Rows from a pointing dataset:
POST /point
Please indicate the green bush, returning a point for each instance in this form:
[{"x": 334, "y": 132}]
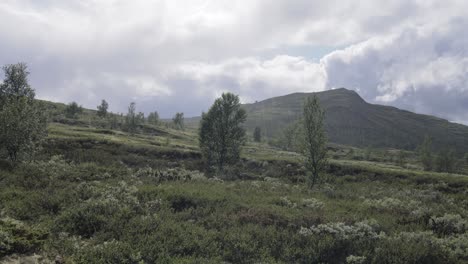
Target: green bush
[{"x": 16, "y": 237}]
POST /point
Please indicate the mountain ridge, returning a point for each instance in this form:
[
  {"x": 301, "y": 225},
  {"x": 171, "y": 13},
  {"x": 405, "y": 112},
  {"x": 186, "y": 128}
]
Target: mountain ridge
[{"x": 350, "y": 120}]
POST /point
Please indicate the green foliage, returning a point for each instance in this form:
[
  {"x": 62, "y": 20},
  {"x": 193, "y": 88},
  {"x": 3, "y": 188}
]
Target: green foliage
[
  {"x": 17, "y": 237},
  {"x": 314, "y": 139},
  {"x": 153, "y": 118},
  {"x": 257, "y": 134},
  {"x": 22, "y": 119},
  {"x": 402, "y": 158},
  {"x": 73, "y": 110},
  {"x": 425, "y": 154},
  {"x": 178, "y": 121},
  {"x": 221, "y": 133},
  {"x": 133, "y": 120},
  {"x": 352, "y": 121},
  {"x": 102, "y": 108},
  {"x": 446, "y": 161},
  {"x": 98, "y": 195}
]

--

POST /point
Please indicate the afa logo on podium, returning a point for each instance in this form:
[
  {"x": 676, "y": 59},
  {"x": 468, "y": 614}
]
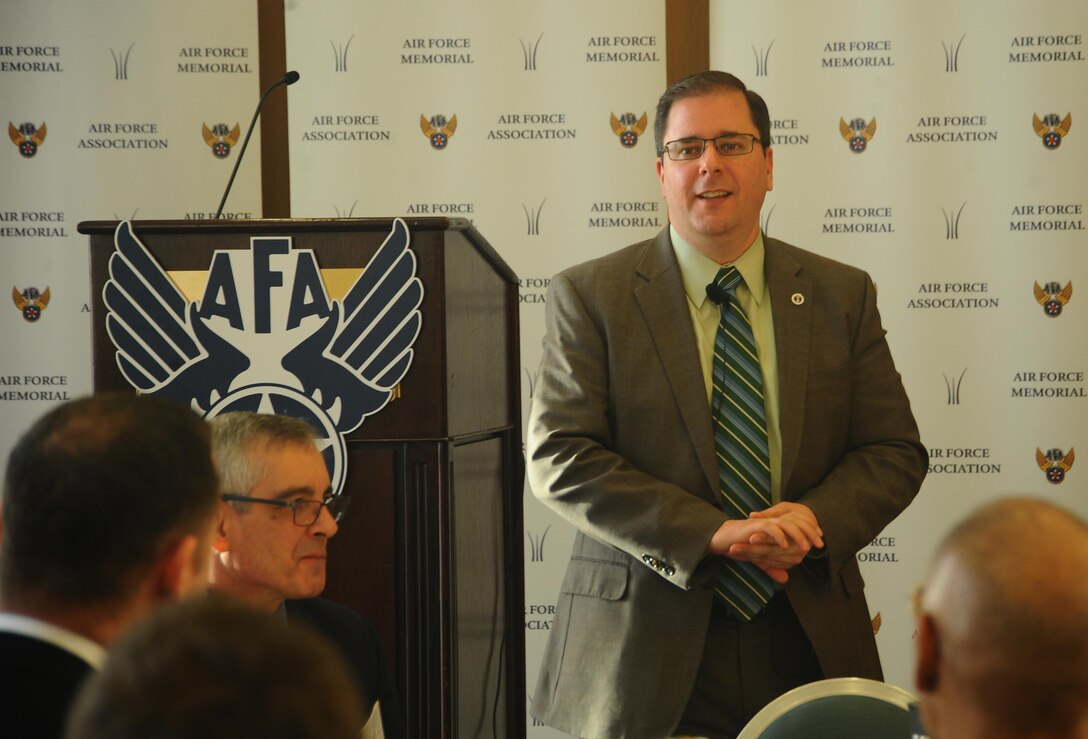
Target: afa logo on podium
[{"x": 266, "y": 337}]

==

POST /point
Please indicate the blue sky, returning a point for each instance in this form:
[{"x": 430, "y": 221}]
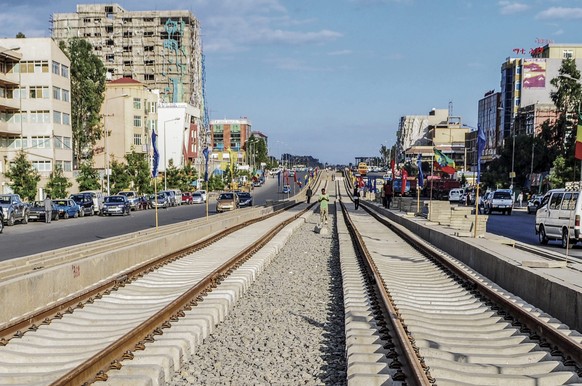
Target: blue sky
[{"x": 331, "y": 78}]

Instructions for the task:
Which lines in the rows above contain the word "returning"? Copy each of them out.

Response to the task:
Please indicate the green bush, returning a point for each instance in this form:
Please indicate the mountain ridge, returning a point for each instance in this form:
Please indicate the green foliage, returning a point for each instance in this form:
Please indicate the afa logo on podium, returning a point for each instance in this form:
Please indicate the blue sky, returning a point for each instance in this form:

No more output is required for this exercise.